The word "rocky" occurs in some of the lines below; copy each of those lines.
*** Data to examine Section Begins ***
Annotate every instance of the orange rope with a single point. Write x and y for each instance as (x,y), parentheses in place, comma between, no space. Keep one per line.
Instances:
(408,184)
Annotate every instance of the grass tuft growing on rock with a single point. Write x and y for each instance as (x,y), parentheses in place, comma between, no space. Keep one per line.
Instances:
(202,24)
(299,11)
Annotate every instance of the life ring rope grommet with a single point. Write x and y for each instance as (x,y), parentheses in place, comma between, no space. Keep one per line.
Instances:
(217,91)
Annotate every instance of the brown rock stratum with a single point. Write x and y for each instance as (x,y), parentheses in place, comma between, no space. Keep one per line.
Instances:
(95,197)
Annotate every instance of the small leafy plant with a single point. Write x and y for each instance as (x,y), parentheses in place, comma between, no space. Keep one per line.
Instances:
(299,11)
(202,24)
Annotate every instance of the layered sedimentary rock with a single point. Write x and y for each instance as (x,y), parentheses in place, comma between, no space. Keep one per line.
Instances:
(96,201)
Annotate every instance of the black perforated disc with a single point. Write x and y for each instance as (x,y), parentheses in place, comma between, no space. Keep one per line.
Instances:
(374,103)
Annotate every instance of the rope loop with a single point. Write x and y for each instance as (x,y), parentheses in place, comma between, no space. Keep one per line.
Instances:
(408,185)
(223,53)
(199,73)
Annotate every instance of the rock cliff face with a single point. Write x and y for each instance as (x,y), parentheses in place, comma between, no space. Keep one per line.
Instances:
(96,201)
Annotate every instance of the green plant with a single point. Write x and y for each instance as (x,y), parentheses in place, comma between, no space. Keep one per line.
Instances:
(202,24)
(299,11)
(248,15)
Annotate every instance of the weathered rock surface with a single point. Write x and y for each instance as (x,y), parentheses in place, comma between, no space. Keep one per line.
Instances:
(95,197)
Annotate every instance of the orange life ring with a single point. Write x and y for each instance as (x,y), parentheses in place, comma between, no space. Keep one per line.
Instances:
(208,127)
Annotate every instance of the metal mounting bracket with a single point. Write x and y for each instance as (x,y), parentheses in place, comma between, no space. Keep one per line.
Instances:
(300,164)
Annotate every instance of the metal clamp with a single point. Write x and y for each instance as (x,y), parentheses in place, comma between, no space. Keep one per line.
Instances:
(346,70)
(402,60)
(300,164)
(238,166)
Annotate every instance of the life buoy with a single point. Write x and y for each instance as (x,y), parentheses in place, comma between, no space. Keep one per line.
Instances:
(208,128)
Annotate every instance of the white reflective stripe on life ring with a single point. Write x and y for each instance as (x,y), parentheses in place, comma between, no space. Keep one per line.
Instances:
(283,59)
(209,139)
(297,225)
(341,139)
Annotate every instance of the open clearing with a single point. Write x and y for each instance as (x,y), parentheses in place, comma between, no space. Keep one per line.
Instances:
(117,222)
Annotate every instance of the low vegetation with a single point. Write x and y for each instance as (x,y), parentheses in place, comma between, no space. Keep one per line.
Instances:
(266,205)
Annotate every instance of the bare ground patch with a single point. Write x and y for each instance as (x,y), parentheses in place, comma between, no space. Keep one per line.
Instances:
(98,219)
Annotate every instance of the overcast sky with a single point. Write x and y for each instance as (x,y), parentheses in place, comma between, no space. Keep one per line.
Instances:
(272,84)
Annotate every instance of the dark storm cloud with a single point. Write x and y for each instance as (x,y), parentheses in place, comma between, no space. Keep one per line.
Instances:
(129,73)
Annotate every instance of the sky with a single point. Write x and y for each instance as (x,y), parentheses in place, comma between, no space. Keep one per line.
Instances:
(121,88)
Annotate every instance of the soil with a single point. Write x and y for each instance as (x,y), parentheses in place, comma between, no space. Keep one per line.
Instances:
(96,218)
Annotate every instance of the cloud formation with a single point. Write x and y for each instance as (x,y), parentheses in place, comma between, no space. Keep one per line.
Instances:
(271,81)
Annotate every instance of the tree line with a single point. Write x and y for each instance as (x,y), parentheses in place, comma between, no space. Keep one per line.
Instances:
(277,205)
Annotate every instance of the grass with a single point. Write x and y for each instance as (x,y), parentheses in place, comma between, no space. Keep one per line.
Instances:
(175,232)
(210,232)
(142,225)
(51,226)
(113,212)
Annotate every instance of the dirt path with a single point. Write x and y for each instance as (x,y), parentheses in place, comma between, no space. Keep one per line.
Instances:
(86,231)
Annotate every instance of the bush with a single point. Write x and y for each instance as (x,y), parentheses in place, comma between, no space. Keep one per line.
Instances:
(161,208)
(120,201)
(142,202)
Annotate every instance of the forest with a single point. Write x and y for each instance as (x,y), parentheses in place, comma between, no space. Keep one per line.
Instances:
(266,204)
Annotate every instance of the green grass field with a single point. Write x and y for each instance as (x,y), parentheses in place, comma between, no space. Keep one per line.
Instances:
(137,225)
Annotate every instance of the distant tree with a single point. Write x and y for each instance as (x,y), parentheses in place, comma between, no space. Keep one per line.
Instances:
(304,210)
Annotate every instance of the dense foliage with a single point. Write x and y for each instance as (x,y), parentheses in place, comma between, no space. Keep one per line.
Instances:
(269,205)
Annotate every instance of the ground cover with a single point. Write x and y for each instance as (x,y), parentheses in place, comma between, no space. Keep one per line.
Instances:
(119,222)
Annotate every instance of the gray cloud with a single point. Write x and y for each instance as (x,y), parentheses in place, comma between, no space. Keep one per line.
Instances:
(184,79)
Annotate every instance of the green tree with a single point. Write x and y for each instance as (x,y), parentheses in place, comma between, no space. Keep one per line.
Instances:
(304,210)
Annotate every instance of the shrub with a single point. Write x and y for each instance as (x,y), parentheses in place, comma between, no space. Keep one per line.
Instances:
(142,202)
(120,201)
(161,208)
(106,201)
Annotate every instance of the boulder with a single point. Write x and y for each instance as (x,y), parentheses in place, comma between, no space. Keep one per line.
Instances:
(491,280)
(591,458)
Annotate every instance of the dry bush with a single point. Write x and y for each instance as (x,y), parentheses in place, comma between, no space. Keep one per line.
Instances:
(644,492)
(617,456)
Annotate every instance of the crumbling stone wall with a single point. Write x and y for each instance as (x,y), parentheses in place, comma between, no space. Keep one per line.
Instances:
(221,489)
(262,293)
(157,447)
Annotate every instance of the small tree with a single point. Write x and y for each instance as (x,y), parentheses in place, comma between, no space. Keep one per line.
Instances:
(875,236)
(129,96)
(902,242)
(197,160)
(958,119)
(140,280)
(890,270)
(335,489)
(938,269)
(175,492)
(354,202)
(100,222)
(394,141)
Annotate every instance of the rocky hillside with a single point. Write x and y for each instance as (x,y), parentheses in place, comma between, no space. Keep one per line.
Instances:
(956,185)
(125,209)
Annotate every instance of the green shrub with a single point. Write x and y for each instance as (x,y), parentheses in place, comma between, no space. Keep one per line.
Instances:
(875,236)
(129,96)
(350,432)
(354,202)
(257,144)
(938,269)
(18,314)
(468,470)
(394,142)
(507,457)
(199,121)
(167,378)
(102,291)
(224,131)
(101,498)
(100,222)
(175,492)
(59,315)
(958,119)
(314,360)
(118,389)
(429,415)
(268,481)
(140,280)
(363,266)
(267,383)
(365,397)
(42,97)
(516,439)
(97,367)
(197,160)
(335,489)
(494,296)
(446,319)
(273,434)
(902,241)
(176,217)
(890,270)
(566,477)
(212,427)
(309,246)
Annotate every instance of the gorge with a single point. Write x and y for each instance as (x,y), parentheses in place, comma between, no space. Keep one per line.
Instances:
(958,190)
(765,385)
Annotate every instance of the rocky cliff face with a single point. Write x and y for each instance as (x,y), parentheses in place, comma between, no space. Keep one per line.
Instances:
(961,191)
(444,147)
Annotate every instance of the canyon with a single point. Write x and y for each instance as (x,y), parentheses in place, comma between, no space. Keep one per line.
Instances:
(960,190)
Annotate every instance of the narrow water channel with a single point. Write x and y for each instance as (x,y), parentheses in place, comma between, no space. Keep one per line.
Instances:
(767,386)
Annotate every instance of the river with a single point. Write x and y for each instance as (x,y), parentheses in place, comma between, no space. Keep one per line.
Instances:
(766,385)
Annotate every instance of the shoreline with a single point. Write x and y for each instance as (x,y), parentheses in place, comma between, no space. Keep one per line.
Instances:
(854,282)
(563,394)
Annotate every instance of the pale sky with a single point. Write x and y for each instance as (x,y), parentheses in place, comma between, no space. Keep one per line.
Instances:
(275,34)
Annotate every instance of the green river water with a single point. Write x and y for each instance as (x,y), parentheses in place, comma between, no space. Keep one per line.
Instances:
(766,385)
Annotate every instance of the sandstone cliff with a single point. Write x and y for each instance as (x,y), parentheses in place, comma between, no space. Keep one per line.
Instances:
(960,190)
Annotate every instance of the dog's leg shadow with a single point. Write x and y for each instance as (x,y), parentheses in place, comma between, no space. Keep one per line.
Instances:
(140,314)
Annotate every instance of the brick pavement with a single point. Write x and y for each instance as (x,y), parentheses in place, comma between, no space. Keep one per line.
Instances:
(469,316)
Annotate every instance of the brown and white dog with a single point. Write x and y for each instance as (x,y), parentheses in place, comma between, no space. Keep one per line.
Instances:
*** Data to examine Section Ends ***
Output for this task:
Annotate every instance of the rocky hillside with a single point. Write x and y for each instance as (x,y), parentheses in place, comma between, no space. Keep one per line.
Annotate every instance of the rocky cliff face with a single point. Write x and y for each instance as (x,y), parentheses in place, comma between, no space. Keep one per line.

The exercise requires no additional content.